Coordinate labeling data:
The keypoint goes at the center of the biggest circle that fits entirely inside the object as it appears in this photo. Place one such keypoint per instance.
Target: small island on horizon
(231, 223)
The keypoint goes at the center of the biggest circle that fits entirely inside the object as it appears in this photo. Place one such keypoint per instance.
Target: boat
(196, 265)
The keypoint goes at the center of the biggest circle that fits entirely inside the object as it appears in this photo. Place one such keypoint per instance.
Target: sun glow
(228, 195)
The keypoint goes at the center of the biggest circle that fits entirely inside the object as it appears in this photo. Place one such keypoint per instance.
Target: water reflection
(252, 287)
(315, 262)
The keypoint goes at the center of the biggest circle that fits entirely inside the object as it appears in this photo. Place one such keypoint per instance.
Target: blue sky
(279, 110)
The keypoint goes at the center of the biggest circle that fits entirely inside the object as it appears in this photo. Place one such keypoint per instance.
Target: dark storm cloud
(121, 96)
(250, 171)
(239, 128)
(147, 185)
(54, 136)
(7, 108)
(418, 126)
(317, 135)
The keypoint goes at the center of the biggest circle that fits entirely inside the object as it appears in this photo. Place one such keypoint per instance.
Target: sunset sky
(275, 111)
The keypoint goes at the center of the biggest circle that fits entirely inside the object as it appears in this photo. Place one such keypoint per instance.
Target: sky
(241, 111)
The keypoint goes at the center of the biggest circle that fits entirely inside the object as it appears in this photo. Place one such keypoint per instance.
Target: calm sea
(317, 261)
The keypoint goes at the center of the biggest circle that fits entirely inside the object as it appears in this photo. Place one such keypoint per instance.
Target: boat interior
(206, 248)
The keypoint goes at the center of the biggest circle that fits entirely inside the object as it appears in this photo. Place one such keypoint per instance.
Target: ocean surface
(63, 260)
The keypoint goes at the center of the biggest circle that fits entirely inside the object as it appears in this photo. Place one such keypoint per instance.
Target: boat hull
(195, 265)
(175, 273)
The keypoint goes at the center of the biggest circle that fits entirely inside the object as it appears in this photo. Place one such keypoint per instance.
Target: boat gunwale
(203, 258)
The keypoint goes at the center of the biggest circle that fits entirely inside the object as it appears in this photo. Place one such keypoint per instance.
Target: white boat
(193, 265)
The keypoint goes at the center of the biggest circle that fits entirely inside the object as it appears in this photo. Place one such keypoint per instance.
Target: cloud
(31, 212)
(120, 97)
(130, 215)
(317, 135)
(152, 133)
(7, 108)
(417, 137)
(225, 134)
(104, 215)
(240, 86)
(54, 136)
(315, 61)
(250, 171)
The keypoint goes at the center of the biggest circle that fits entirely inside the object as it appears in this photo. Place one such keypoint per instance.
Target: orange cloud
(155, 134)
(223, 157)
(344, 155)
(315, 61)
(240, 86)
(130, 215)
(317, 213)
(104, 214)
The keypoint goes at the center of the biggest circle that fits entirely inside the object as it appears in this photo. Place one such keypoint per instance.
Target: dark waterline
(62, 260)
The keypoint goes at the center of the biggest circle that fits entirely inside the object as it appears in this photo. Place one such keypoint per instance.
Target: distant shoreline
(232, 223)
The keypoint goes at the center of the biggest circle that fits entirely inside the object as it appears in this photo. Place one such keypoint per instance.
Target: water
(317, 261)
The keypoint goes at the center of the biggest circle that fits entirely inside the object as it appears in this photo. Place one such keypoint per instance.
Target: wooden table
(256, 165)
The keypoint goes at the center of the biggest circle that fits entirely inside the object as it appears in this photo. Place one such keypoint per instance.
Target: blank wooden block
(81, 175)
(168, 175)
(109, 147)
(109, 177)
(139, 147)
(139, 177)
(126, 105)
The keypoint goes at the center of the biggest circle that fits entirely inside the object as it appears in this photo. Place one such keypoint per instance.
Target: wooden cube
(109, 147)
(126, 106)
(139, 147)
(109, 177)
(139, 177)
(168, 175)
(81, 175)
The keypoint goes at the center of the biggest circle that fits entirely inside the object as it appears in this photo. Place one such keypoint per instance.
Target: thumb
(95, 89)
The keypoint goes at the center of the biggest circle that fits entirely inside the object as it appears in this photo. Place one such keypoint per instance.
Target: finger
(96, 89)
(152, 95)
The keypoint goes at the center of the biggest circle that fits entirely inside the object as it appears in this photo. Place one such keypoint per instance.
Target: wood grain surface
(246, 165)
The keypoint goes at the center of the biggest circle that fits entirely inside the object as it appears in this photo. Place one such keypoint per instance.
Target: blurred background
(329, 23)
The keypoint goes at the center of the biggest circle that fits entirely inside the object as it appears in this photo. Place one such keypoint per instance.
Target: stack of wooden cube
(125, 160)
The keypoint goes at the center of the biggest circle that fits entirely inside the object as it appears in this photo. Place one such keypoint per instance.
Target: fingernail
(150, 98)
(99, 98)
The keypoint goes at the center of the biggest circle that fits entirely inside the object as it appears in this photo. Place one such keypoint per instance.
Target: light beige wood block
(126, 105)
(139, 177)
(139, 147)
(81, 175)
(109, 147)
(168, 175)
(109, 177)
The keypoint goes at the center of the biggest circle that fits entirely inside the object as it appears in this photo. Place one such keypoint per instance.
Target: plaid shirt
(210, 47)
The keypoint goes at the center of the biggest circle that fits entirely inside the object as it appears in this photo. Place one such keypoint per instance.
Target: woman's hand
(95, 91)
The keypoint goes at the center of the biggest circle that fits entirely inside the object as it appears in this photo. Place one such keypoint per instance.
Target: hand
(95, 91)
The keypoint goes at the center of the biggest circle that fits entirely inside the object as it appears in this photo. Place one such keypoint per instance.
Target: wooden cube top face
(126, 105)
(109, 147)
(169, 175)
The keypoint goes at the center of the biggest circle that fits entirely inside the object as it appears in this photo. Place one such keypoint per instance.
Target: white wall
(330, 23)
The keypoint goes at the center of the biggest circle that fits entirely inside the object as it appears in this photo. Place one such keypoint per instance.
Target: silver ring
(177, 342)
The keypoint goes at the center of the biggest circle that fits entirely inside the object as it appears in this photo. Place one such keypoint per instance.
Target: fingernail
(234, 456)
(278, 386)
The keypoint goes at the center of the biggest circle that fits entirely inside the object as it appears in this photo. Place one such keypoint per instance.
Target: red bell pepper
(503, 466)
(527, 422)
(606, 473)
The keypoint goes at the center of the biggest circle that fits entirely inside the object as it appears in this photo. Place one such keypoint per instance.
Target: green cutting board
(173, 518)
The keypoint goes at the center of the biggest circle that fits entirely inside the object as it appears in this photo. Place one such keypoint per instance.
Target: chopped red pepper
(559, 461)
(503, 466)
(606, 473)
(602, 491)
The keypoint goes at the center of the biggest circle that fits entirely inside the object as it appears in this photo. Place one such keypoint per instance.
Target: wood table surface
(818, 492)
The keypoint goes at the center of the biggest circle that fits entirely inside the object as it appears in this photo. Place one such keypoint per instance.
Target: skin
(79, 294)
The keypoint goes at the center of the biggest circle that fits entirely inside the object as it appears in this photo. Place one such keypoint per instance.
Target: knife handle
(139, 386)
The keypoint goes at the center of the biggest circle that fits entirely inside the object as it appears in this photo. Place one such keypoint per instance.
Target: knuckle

### WHAT NEEDS TO BE DONE
Gather every line of the entries above that contains the word "boat", and copy each one. Matching is case-sensitive.

### RESULT OF THIS EXERCISE
Target: boat
Target: boat interior
Target: boat hull
Target: boat gunwale
Target: white boat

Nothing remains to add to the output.